▶ _The task_:
Write out every one of the following entries word for word, leaving the pictures out of your copy.

+ + + +

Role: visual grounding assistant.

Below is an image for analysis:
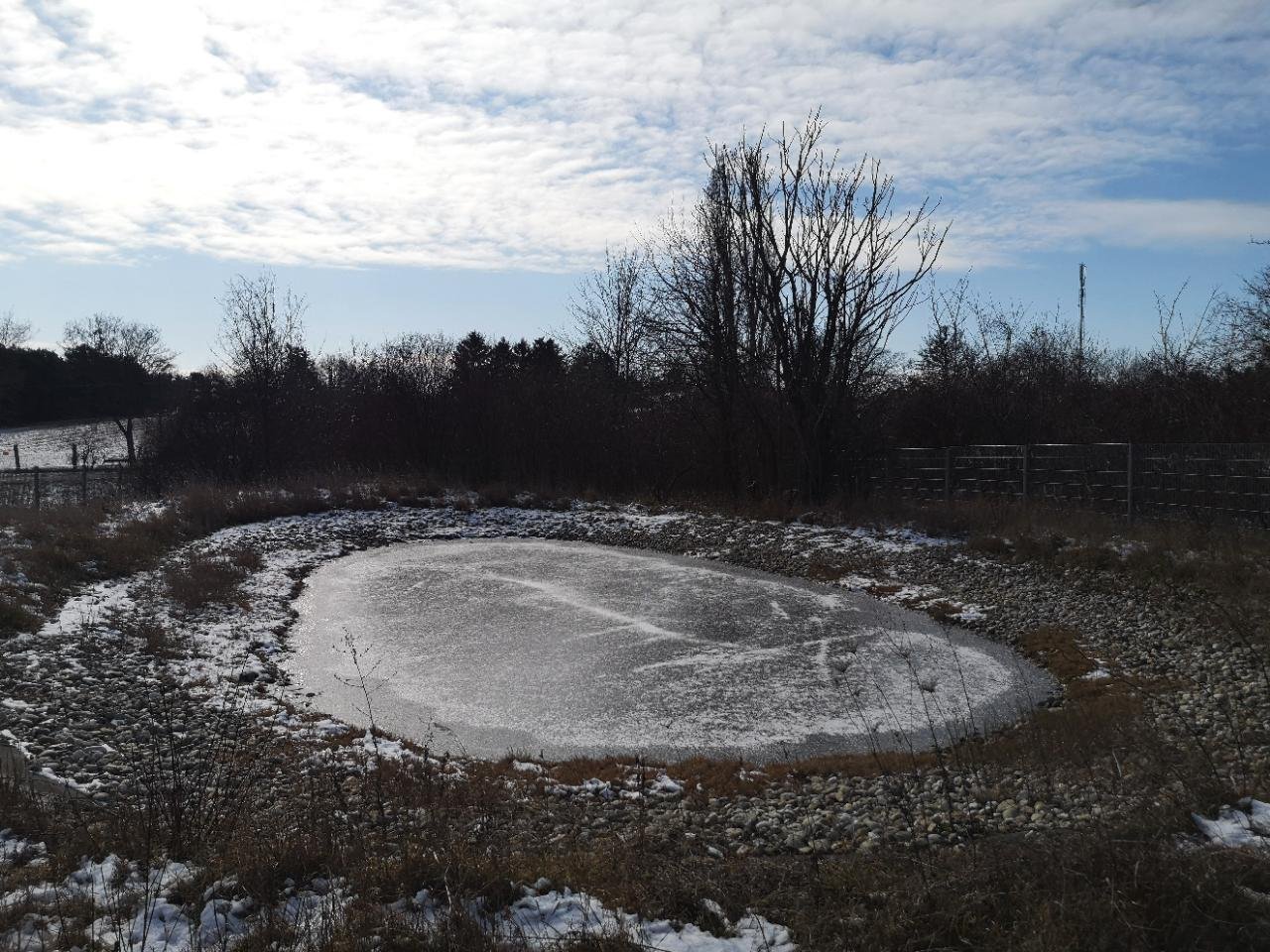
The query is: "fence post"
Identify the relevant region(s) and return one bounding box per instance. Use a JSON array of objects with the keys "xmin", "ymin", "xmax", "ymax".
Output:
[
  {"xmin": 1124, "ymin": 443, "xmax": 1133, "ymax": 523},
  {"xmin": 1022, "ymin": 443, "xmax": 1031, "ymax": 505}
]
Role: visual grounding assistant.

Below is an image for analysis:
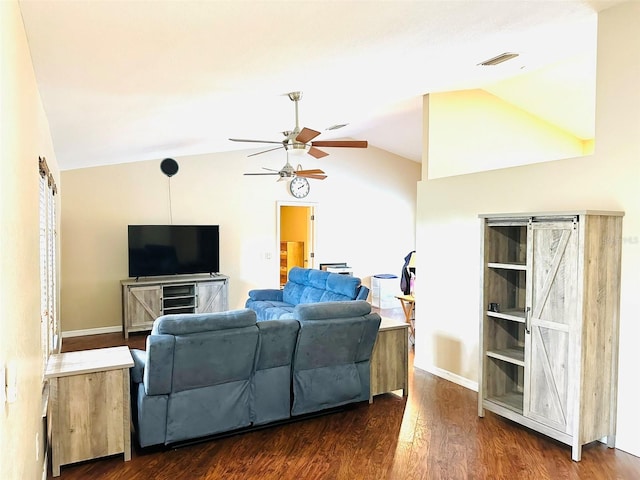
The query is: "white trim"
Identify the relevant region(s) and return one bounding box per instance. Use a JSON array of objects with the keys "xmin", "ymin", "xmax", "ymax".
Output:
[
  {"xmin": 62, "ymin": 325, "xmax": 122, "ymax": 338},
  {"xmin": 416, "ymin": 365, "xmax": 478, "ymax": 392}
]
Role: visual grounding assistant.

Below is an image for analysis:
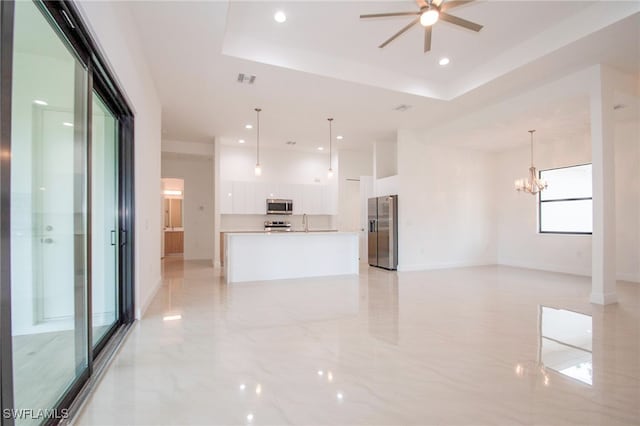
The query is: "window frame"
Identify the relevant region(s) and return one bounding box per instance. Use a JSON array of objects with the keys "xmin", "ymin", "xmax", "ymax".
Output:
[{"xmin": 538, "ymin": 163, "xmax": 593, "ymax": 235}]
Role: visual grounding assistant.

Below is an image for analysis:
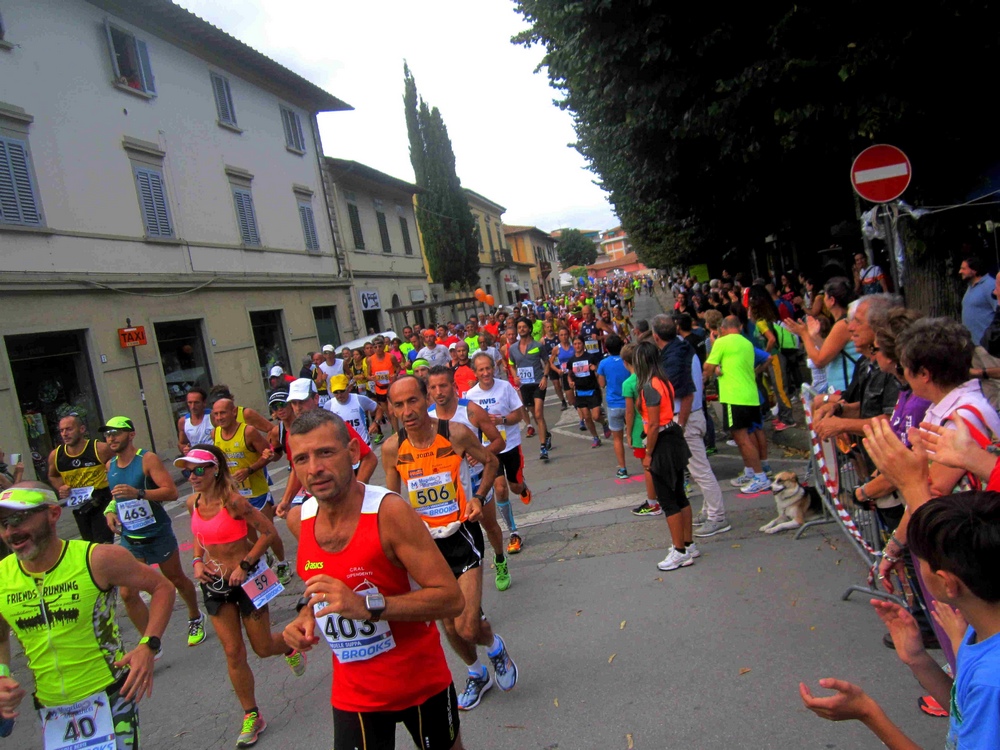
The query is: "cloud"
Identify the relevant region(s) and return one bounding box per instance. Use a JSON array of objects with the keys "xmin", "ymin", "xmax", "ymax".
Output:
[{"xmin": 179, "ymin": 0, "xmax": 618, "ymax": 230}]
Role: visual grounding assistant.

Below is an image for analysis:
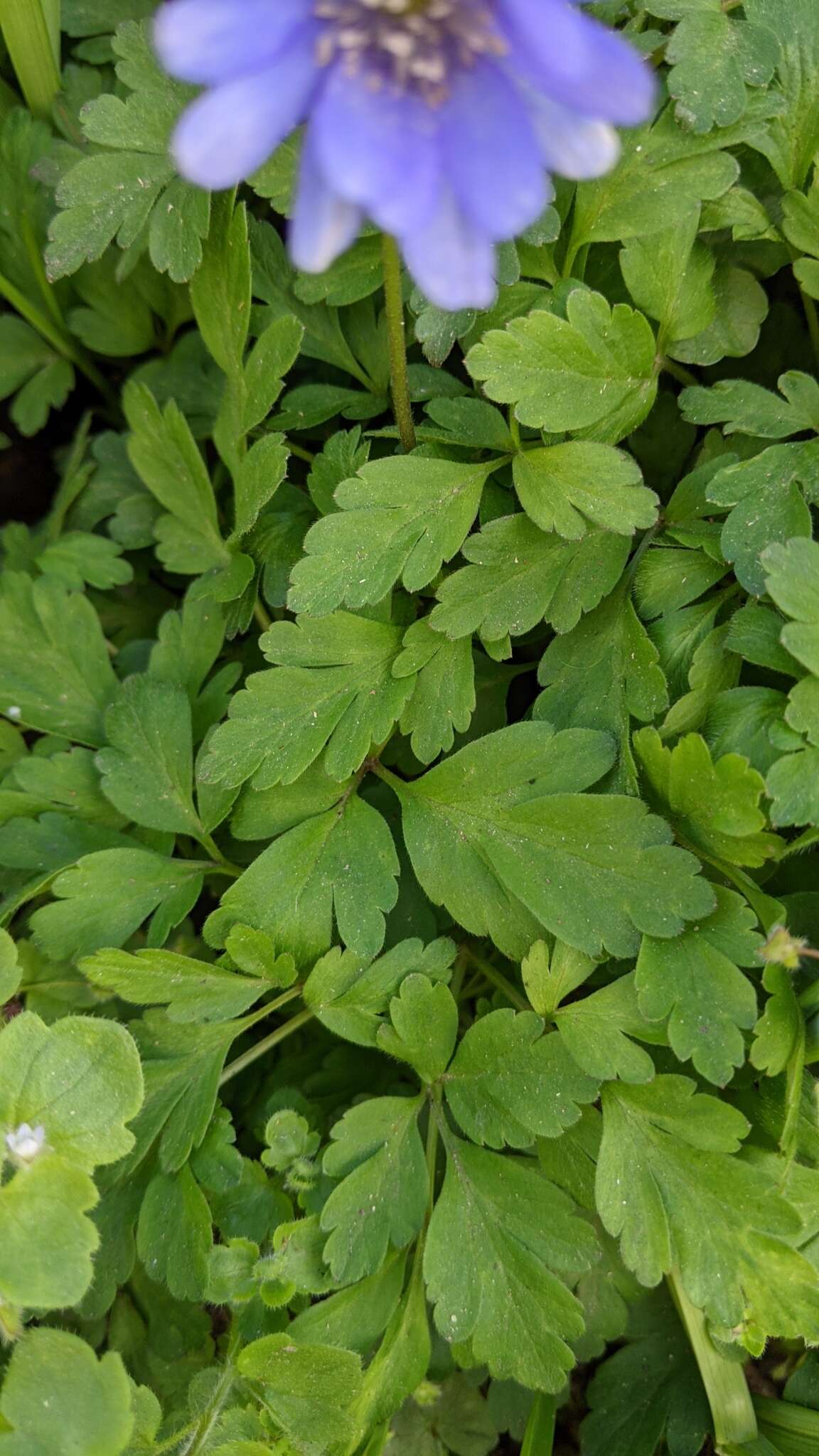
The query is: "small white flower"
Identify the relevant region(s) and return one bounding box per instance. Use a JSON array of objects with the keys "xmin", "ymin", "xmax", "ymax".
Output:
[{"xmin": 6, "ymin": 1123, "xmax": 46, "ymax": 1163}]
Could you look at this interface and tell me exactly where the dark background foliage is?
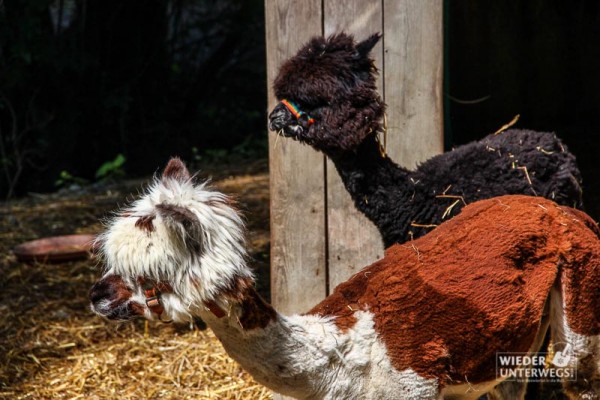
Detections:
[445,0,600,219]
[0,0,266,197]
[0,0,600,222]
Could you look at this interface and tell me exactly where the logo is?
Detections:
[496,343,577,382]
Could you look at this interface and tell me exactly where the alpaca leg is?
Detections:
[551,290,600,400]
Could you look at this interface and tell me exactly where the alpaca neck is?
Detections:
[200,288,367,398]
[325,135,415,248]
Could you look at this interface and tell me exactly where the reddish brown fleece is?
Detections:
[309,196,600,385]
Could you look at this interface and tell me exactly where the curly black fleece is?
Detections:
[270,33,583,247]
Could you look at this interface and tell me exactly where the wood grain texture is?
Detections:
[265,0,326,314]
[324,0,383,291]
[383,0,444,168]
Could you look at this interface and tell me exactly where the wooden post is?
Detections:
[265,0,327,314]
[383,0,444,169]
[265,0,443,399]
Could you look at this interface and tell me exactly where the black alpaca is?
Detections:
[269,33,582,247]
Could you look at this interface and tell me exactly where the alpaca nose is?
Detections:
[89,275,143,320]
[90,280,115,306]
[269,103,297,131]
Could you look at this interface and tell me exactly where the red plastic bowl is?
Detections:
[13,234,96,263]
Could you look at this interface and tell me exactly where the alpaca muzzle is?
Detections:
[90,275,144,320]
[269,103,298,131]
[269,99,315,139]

+ + + +

▶ _Written reply_:
Role: visual grounding assistant.

Below is an image for analysis:
The query is: "fence post"
Identify the relevant region(s) and return one bounding box per instance. Use a JSON array of objects with the keys "xmin", "ymin", "xmax", "ymax".
Output:
[
  {"xmin": 1124, "ymin": 443, "xmax": 1133, "ymax": 523},
  {"xmin": 1022, "ymin": 443, "xmax": 1031, "ymax": 505}
]
Role: visual grounding assistant.

Below is an image for analysis:
The query is: "white trim"
Identify the relevant region(s) and return one bounding box per instance. Use a JSON array of objects with the keys "xmin", "ymin", "xmax", "ymax".
Output:
[
  {"xmin": 62, "ymin": 325, "xmax": 122, "ymax": 338},
  {"xmin": 416, "ymin": 365, "xmax": 478, "ymax": 392}
]
Role: visual grounding assistant.

Below is an image for analysis:
The query is: "window frame"
Identify the relevant region(s) and return one bounding box per instance. Use a JSON array of objects with the keys "xmin", "ymin", "xmax", "ymax".
Output:
[{"xmin": 538, "ymin": 163, "xmax": 593, "ymax": 235}]
Role: visual grounding assistant.

Below is an image for analysis:
The query is: "cloud"
Identify the relevant region(s) and return one bounding box per instance. Use a JSON array of objects with the keys "xmin", "ymin", "xmax", "ymax".
Output:
[{"xmin": 179, "ymin": 0, "xmax": 618, "ymax": 230}]
Role: visual grounding assistant.

Below is an image for analysis:
The query is: "small white flower"
Identify the relevant region(s) and return one bounding box per instance. Use a JSON array of objects with the keys "xmin", "ymin", "xmax", "ymax".
Output:
[{"xmin": 6, "ymin": 1123, "xmax": 46, "ymax": 1163}]
Could you look at this interface and tell me exactly where the dark background foliage is?
Detections:
[445,0,600,219]
[0,0,266,197]
[0,0,600,222]
Could you look at this interface and tell me exactly where the logo is?
Detections:
[496,343,577,382]
Could you look at this interface and tell me exactly where the alpaca leg is?
Detections:
[551,290,600,400]
Could you look at this interface and tell me exactly where the alpaca neck is?
Detections:
[200,288,367,398]
[325,135,415,248]
Could you look at this interface and tell me exactly where the reddish brown fleece is?
Detections:
[309,196,600,385]
Could you look at this interface and tell me exactly where the curly black fleece is?
Detections:
[270,33,583,247]
Could you look at this interface and tell me exactly where the wood grain texture is?
Detections:
[265,0,326,314]
[324,0,383,291]
[383,0,444,168]
Could you look at this interface and tell me exactly where the wooden post is?
Detections:
[265,0,327,314]
[383,0,444,169]
[265,0,443,399]
Could you look at this interface and tell me exactly where the black alpaca is?
Detections:
[269,33,582,247]
Could you look at this interface and tell me exactly where the alpaca nose is?
Detections:
[89,275,143,320]
[90,280,115,306]
[269,103,297,131]
Could you look at this interface and tell me exactly where the red plastic bowl is?
Detections:
[13,234,96,263]
Could you look at this interface and tell me exactly where the alpaca muzzle is?
Detections:
[90,275,144,320]
[269,103,298,131]
[269,99,315,139]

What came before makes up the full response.